▶ To do
Output exactly, please, the lines of the records below from the one containing "target | beige carpet" through the final line.

══════════

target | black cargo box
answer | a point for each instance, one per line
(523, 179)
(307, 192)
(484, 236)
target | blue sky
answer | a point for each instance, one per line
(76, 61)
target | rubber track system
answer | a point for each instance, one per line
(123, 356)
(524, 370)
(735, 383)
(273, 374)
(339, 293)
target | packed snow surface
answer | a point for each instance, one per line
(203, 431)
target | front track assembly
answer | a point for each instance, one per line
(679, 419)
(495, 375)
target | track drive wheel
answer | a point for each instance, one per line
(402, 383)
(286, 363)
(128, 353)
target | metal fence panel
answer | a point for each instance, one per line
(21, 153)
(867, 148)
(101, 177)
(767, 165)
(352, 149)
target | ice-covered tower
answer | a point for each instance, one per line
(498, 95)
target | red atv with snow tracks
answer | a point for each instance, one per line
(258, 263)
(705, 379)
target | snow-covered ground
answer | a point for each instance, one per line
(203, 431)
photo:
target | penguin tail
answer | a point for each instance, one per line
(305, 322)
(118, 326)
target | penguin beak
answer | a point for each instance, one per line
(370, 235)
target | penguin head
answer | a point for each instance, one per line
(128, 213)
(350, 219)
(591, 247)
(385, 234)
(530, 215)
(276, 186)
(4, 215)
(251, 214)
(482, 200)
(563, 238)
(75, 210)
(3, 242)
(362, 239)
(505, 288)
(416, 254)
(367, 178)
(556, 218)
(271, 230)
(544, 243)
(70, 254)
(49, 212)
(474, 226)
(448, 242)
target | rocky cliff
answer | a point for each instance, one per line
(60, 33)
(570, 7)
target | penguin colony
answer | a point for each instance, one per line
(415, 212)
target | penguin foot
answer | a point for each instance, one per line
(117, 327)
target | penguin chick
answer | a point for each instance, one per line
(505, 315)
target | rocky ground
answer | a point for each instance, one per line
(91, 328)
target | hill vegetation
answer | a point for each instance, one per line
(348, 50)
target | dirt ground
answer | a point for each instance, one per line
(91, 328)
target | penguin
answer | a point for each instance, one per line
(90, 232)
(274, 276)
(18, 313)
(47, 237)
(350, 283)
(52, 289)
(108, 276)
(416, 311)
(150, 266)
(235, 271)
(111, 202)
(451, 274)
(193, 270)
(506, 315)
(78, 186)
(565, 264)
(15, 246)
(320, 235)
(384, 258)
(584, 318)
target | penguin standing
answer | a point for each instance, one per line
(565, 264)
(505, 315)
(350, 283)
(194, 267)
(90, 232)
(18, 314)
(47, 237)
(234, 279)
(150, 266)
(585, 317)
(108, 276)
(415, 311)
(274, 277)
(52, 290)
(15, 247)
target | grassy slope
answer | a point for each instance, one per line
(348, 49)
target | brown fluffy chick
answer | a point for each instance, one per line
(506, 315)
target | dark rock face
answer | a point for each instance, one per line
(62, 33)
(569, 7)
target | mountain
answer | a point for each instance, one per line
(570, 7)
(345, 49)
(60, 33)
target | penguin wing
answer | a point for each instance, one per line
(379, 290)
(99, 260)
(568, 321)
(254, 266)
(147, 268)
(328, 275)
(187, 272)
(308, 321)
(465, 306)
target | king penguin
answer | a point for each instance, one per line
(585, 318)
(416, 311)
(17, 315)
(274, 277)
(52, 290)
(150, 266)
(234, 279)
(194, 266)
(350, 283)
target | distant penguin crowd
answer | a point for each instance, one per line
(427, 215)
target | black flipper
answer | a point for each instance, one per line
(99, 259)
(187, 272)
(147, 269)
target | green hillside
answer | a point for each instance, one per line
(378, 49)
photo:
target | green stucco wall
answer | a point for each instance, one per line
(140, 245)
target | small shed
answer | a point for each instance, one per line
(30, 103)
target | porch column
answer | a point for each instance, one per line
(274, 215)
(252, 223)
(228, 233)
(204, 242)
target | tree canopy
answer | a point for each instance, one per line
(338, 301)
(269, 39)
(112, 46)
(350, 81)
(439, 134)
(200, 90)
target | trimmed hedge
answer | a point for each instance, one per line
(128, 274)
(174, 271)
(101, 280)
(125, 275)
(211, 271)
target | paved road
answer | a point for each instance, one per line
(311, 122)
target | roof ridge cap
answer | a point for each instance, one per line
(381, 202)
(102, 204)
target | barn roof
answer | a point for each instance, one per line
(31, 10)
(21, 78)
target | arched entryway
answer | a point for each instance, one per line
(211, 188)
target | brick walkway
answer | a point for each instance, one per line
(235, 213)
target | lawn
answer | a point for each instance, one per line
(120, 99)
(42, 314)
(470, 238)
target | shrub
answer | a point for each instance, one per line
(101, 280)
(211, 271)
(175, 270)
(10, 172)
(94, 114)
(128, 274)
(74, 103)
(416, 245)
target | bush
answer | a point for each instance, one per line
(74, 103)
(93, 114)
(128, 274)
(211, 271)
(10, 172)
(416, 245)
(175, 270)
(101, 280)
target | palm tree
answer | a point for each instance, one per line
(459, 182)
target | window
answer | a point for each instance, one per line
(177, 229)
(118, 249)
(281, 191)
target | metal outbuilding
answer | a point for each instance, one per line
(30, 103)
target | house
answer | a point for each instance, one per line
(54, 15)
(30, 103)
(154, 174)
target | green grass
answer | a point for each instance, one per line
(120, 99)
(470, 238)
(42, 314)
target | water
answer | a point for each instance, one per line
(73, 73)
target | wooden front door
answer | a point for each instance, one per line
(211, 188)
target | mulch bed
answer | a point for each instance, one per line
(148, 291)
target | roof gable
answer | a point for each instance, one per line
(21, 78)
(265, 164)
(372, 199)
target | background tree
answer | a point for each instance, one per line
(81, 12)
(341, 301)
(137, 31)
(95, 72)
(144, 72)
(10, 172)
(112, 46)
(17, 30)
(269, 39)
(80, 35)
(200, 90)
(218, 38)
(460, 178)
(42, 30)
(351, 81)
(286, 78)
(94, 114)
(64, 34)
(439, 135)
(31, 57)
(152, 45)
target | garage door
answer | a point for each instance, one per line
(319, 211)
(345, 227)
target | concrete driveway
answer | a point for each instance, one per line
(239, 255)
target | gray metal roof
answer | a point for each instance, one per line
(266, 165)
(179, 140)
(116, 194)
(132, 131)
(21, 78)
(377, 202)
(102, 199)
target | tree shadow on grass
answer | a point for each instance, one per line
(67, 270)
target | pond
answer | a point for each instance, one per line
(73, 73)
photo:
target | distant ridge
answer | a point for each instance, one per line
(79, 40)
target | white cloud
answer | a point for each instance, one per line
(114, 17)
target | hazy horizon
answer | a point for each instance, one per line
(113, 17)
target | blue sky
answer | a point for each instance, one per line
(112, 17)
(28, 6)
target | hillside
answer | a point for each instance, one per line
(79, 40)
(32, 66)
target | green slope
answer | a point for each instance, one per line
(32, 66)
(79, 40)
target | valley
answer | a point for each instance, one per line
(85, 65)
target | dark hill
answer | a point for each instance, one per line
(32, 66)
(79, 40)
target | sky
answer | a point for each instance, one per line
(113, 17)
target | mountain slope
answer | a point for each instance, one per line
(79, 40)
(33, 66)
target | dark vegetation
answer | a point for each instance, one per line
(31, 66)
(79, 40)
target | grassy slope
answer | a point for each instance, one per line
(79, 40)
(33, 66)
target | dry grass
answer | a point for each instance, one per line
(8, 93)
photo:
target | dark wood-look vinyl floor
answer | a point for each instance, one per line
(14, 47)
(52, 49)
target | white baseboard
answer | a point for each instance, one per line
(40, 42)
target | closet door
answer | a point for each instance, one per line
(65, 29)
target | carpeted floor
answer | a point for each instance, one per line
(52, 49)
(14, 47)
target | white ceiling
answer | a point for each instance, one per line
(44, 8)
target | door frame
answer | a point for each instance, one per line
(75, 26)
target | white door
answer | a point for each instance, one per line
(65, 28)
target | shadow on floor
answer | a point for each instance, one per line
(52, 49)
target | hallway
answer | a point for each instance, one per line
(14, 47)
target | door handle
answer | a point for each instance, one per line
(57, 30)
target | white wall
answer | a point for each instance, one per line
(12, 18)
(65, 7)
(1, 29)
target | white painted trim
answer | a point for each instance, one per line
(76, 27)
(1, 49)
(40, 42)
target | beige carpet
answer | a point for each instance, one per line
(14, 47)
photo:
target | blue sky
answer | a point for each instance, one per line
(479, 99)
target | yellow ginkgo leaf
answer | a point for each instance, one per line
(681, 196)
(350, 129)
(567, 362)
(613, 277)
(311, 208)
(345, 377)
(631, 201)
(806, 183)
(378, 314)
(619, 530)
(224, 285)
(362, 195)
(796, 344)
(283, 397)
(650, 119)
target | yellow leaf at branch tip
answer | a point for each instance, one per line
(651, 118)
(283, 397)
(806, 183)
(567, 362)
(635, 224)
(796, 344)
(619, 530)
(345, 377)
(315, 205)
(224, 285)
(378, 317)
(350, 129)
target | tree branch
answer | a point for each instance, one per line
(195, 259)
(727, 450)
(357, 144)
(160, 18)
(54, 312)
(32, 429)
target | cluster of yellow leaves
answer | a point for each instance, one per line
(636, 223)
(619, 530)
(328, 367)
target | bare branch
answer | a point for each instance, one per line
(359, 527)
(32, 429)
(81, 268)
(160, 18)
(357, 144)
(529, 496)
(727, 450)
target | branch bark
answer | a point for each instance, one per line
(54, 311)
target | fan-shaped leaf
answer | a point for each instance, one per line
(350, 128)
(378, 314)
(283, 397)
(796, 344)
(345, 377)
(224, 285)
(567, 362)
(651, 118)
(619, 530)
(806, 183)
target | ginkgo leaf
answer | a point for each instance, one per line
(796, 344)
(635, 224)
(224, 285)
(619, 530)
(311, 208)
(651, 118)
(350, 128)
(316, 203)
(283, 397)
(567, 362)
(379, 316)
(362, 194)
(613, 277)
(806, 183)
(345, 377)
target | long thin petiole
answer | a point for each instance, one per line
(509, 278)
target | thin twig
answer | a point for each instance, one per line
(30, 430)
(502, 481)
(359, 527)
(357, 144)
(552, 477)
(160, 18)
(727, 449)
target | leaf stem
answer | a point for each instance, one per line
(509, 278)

══════════

▶ Output for this task
target | beige carpet
answer | a point for each instance, one per line
(14, 47)
photo:
target | blue sky
answer | a point for each instance, one per line
(479, 99)
target | yellow ginkgo leaf
answer | a point for each instance, one per line
(681, 196)
(350, 129)
(567, 362)
(613, 277)
(311, 208)
(345, 377)
(631, 201)
(806, 183)
(378, 314)
(619, 530)
(224, 285)
(362, 195)
(796, 344)
(283, 397)
(650, 119)
target | yellow leaf at branch tip
answer | a point for each instance, one per line
(651, 118)
(283, 397)
(806, 183)
(567, 362)
(635, 224)
(796, 344)
(619, 530)
(345, 377)
(315, 205)
(224, 285)
(378, 317)
(350, 129)
target | tree branch
answer | a point for each instance, one per line
(195, 259)
(727, 450)
(357, 144)
(160, 18)
(54, 312)
(32, 429)
target | cluster of yellow leaves
answer | a point for each instance, one per line
(636, 223)
(619, 530)
(328, 367)
target | bare branch
answer | a point for each instance, one per line
(359, 527)
(32, 429)
(81, 268)
(160, 18)
(357, 144)
(529, 496)
(727, 450)
target | branch bark
answer | a point for each instance, one per line
(54, 311)
target | fan-shaped leaf
answer | a point for each instance, one per line
(350, 128)
(378, 314)
(283, 397)
(796, 344)
(345, 377)
(224, 285)
(567, 362)
(651, 118)
(619, 530)
(806, 183)
target | ginkgo leaf
answer | a point for each instance, one per line
(796, 344)
(635, 224)
(224, 285)
(619, 530)
(311, 208)
(651, 118)
(350, 128)
(316, 203)
(283, 397)
(567, 362)
(379, 316)
(362, 194)
(613, 277)
(806, 183)
(345, 377)
target | long thin petiole
answer | a point for each instance, one per line
(509, 278)
target | thin twig
answer | a point for each instance, one per line
(30, 430)
(502, 481)
(359, 527)
(357, 144)
(552, 477)
(160, 18)
(727, 449)
target | leaf stem
answer | a point for each instance, one per line
(509, 278)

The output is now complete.